[Stored items from a collection]
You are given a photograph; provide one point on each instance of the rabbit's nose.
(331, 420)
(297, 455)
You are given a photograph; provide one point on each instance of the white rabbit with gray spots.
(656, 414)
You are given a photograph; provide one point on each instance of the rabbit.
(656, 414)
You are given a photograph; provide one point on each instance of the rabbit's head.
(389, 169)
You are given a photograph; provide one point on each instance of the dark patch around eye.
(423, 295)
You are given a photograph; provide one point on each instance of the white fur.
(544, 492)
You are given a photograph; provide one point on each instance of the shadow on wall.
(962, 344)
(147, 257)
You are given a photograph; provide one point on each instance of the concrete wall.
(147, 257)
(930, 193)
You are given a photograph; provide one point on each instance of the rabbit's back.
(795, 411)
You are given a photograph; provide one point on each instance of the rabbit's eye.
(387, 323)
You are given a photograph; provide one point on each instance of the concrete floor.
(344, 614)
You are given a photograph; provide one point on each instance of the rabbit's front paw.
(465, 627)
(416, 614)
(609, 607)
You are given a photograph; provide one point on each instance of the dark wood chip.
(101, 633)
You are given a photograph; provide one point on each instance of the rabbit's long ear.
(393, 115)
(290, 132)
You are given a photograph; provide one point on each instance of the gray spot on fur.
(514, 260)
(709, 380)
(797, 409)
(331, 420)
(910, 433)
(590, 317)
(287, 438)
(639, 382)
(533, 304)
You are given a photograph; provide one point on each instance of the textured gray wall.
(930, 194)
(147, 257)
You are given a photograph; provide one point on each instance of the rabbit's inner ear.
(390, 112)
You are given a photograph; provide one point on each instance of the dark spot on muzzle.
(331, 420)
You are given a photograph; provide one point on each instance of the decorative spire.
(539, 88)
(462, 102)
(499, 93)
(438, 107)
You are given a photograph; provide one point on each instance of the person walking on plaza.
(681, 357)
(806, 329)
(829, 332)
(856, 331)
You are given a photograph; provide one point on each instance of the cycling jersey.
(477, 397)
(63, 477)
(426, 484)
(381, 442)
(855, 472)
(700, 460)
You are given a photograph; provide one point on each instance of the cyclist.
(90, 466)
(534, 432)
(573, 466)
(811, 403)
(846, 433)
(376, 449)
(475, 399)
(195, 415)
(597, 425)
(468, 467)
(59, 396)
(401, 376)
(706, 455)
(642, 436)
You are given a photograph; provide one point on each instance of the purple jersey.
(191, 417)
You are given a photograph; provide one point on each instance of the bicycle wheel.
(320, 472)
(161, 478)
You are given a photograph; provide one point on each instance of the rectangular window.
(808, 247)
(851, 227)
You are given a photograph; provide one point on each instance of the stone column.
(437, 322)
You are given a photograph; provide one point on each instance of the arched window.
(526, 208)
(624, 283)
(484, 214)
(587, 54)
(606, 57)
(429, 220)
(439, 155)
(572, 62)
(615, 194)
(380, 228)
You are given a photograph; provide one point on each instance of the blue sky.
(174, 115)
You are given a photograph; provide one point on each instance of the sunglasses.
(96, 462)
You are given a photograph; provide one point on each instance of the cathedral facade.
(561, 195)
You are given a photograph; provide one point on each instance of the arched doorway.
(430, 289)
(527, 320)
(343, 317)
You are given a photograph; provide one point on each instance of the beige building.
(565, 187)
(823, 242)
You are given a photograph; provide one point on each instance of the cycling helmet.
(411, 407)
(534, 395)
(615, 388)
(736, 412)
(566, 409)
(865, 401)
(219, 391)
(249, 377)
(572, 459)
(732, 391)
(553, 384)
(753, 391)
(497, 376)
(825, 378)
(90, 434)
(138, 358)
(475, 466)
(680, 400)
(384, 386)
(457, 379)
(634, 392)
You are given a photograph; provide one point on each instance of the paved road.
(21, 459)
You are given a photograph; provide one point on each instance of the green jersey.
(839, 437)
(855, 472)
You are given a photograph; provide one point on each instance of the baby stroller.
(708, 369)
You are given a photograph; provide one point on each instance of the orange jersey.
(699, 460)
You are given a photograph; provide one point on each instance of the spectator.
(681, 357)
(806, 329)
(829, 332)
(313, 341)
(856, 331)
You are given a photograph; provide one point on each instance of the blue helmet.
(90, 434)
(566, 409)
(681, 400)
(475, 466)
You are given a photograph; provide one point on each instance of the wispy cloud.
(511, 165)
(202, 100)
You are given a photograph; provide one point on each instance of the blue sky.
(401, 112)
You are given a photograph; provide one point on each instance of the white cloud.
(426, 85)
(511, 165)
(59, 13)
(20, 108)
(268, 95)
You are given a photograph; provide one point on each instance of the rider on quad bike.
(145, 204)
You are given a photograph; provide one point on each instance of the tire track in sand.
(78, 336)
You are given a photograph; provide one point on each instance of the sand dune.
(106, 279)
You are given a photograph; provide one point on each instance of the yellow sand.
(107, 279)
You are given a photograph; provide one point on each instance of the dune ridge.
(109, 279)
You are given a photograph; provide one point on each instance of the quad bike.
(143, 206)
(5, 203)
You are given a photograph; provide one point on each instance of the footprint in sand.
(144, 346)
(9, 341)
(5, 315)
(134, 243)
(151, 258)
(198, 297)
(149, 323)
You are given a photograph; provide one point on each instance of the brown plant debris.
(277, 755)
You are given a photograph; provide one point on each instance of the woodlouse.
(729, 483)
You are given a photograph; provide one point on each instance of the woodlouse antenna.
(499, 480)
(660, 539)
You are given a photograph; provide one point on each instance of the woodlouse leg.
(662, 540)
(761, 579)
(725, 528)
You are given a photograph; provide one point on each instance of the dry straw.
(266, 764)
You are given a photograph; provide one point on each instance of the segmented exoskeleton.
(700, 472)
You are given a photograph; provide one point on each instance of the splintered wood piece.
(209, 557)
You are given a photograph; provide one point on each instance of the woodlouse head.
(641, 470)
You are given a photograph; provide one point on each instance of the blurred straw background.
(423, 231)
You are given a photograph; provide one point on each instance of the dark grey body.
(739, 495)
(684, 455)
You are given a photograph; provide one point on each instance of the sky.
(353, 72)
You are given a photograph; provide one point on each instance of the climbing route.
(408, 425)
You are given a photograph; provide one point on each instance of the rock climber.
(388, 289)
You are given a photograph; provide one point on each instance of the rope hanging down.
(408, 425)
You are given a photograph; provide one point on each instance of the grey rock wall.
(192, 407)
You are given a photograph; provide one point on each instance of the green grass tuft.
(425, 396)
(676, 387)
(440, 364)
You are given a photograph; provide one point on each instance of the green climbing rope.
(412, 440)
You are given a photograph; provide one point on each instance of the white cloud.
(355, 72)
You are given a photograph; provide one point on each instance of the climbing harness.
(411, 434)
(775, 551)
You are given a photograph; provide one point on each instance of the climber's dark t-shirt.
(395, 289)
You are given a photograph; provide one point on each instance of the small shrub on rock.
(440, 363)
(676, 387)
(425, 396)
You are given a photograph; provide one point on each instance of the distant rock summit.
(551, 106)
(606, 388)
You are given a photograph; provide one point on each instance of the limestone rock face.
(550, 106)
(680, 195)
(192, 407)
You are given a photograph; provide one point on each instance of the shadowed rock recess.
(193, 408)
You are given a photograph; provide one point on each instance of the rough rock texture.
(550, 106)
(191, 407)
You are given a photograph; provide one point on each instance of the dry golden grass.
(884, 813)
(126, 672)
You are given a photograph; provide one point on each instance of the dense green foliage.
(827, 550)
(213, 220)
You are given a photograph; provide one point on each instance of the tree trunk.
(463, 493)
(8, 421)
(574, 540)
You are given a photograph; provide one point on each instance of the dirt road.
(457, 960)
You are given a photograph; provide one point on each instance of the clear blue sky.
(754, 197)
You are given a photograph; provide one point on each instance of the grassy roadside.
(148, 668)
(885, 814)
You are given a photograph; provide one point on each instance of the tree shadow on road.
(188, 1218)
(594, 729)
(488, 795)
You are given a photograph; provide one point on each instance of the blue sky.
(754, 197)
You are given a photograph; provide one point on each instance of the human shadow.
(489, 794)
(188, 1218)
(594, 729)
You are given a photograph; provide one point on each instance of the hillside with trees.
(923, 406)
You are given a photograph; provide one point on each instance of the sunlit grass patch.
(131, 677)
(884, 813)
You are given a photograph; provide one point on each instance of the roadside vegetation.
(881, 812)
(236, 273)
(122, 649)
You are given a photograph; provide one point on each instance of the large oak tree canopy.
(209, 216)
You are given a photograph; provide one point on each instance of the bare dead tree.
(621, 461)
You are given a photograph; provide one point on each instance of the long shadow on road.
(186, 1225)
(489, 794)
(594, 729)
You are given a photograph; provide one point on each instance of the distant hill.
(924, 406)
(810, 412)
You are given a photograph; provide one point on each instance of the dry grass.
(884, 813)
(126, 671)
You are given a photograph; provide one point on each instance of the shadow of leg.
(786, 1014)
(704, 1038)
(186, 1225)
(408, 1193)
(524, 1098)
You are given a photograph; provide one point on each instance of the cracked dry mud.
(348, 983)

Assignment:
What is needed is an exact copy of the lines from the one containing "sunlit grass patch." through the last line of the records, and nothing else.

Exercise answer:
You are given a photograph; provide one point on each instance of the sunlit grass patch.
(131, 677)
(884, 813)
You are given a photograph; provide one point on each instance of the roadside vegetation.
(881, 812)
(236, 273)
(122, 649)
You are given a photograph; provide one point on each instance of the large oak tree canopy.
(209, 216)
You are given a photograph; provide one point on each instance of the bare dead tree.
(621, 461)
You are given a photograph; provide one point on each instance of the long shadow on road.
(186, 1225)
(489, 794)
(594, 729)
You are given a photograph; provide one point on each instance of the distant hill.
(924, 406)
(810, 412)
You are given a photograph; provide one point on each instance of the dry grass.
(884, 813)
(126, 671)
You are given a photograph; provide one point on each instance of the shadow of leg.
(786, 1014)
(704, 1038)
(186, 1225)
(408, 1193)
(524, 1098)
You are given a photograph; provide one point on each instance of the cracked dry mud.
(348, 983)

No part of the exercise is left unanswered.